Objective → Return the records exactly as they are.

Records provided →

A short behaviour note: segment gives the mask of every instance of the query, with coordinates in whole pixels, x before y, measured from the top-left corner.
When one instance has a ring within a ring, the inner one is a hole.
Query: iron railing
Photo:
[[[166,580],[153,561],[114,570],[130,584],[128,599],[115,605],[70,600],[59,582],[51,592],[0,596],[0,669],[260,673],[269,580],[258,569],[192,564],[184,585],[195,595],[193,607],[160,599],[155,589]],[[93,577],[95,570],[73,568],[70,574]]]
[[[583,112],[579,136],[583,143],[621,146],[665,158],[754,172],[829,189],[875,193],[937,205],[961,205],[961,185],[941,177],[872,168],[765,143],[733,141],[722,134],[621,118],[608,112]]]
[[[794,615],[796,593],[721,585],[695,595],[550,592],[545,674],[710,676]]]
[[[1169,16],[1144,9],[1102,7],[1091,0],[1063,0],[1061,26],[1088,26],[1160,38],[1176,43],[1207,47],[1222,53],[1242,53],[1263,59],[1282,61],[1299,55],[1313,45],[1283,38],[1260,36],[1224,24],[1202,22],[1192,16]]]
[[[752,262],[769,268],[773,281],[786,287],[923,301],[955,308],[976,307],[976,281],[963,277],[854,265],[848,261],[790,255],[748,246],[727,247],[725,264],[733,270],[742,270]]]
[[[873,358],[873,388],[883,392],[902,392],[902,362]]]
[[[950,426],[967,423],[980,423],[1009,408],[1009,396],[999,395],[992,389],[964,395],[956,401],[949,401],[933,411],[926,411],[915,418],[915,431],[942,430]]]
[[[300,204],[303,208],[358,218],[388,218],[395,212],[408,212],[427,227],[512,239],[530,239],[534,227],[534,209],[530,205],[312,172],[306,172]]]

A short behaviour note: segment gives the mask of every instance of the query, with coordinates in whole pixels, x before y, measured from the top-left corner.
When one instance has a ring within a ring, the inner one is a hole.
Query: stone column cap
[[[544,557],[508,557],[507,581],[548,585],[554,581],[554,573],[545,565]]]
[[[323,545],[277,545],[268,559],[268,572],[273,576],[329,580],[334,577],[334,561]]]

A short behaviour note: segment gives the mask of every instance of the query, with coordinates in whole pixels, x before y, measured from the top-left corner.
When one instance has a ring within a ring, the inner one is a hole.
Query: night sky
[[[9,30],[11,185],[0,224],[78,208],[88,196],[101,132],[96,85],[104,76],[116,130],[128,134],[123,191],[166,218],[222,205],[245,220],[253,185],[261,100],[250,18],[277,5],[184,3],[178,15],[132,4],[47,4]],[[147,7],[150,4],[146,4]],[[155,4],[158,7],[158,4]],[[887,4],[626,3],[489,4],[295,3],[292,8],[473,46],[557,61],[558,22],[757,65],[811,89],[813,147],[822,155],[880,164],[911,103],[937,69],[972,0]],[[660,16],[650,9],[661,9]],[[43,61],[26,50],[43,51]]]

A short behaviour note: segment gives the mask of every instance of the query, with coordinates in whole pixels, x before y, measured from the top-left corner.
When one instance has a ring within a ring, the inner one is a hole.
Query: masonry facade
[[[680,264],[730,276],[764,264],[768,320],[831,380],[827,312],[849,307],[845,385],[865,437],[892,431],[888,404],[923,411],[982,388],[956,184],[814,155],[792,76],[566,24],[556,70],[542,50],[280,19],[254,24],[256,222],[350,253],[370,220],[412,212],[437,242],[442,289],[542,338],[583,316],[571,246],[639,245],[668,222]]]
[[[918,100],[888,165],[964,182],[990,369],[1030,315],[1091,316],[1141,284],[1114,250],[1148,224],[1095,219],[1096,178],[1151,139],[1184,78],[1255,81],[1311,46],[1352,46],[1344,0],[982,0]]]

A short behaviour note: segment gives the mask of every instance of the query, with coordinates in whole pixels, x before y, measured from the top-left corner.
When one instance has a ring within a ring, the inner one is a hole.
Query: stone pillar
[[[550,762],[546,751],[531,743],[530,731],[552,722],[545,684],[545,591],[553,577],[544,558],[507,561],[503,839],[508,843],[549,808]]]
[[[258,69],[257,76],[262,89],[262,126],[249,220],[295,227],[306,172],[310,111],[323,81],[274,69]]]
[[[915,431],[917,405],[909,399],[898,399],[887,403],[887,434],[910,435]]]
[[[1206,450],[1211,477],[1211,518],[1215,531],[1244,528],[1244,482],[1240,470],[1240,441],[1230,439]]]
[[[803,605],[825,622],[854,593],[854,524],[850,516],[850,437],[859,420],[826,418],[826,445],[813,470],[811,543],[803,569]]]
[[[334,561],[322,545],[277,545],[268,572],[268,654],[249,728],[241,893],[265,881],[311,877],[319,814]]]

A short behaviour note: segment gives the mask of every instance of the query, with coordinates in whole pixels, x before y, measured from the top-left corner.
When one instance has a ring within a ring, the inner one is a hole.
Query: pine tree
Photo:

Task result →
A short behaviour note: segment gives the mask of every instance of the query, with coordinates in whole pixels, x before y, measured from the top-left corner.
When one instance has a ring within a ring, the inner one is a hole.
Query: iron railing
Photo:
[[[166,580],[153,561],[114,570],[130,584],[128,599],[115,605],[70,600],[59,582],[51,592],[0,596],[0,669],[260,673],[269,580],[258,569],[192,564],[184,585],[195,595],[193,607],[160,599],[155,589]],[[93,577],[95,570],[73,568],[70,574]]]
[[[583,112],[579,136],[583,143],[621,146],[665,158],[754,172],[829,189],[875,193],[937,205],[961,205],[961,185],[941,177],[872,168],[765,143],[733,141],[722,134],[621,118],[608,112]]]
[[[794,615],[796,593],[721,585],[695,595],[550,592],[545,674],[710,676]]]
[[[1169,16],[1144,9],[1102,7],[1091,0],[1063,0],[1061,26],[1088,26],[1160,38],[1176,43],[1207,47],[1222,53],[1242,53],[1263,59],[1282,61],[1299,55],[1313,45],[1283,38],[1260,36],[1224,24],[1202,22],[1192,16]]]
[[[752,262],[769,268],[773,281],[786,287],[923,301],[955,308],[976,307],[976,281],[963,277],[854,265],[848,261],[790,255],[748,246],[727,247],[725,264],[733,270],[742,270]]]
[[[873,358],[873,388],[883,392],[902,392],[902,362]]]
[[[950,426],[967,423],[980,423],[1009,408],[1009,396],[999,395],[992,389],[964,395],[956,401],[949,401],[933,411],[926,411],[915,418],[915,431],[942,430]]]
[[[300,204],[303,208],[358,218],[388,218],[395,212],[408,212],[427,227],[512,239],[530,239],[534,227],[534,209],[530,205],[312,172],[306,172]]]

A short behaviour note: segment gives the mask of every instance of the query, with coordinates in whole pixels, x before y, measured from the top-left corner.
When one instance has a ring within a ring, the inner one is a hole.
Query: stone column cap
[[[544,557],[508,557],[507,581],[548,585],[554,581],[554,573],[545,565]]]
[[[323,545],[277,545],[268,559],[268,572],[273,576],[329,580],[334,577],[334,561]]]

A short behaviour note: segment gives the mask of every instance of the query, with coordinates in whole pixels, x before y, measured from the top-left corner.
When one instance has a ring within a ring, the inner one is a hole.
Query: night sky
[[[9,30],[11,185],[0,224],[78,208],[88,196],[101,132],[96,85],[104,76],[116,130],[128,134],[123,191],[166,218],[222,205],[245,220],[253,185],[261,100],[250,18],[277,5],[184,3],[178,15],[132,4],[47,4]],[[147,7],[150,4],[146,4]],[[155,4],[158,7],[158,4]],[[887,4],[626,3],[489,4],[295,3],[292,8],[473,46],[557,61],[558,22],[757,65],[811,89],[813,147],[822,155],[880,164],[911,103],[937,69],[972,0]],[[660,16],[650,9],[661,9]],[[43,61],[26,50],[43,51]]]

A short behaviour note: segment gives the mask of every instance of the query, with coordinates in whole pixels, x before y, measured from the top-left corner.
When one instance has a ring within a ring, the inner one is a hole.
Query: masonry facade
[[[680,264],[730,276],[764,264],[768,320],[831,380],[827,312],[849,307],[845,385],[865,437],[892,431],[888,404],[923,411],[982,388],[956,184],[814,155],[792,76],[566,24],[556,70],[542,50],[280,19],[254,24],[256,222],[350,253],[370,220],[412,212],[437,242],[442,289],[542,338],[583,316],[571,246],[639,245],[668,222]]]
[[[918,100],[888,165],[964,182],[990,369],[1030,315],[1091,316],[1141,284],[1114,250],[1148,224],[1095,219],[1096,178],[1151,139],[1184,78],[1255,81],[1311,46],[1352,46],[1344,0],[982,0]]]

A short behaviour note: segment gives the mask of every instance of the query, with coordinates in whole pixels, x before y, measured from the top-left corner.
When one instance has a ring within a ring, the inner one is a hole.
Query: stone pillar
[[[550,762],[546,751],[531,743],[530,731],[552,722],[545,684],[545,591],[553,577],[544,558],[507,561],[503,839],[508,843],[549,808]]]
[[[258,69],[257,76],[262,89],[262,126],[249,220],[295,227],[306,172],[310,111],[323,81],[274,69]]]
[[[915,431],[917,405],[909,399],[898,399],[887,403],[887,434],[910,435]]]
[[[1206,450],[1211,477],[1211,518],[1215,531],[1244,528],[1244,482],[1240,470],[1240,441],[1230,439]]]
[[[803,605],[825,622],[854,593],[854,524],[850,516],[850,437],[859,420],[826,418],[826,445],[813,470],[811,543],[803,569]]]
[[[334,561],[322,545],[277,545],[268,572],[268,654],[249,728],[241,893],[265,881],[311,877],[319,814]]]

A short behaviour note: segment gives the mask of every instance of the query, with coordinates in whole pixels, x before y, measured from the top-left corner.
When one instance has a ring within a ring, the inner one is a hole.
Query: pine tree
Photo:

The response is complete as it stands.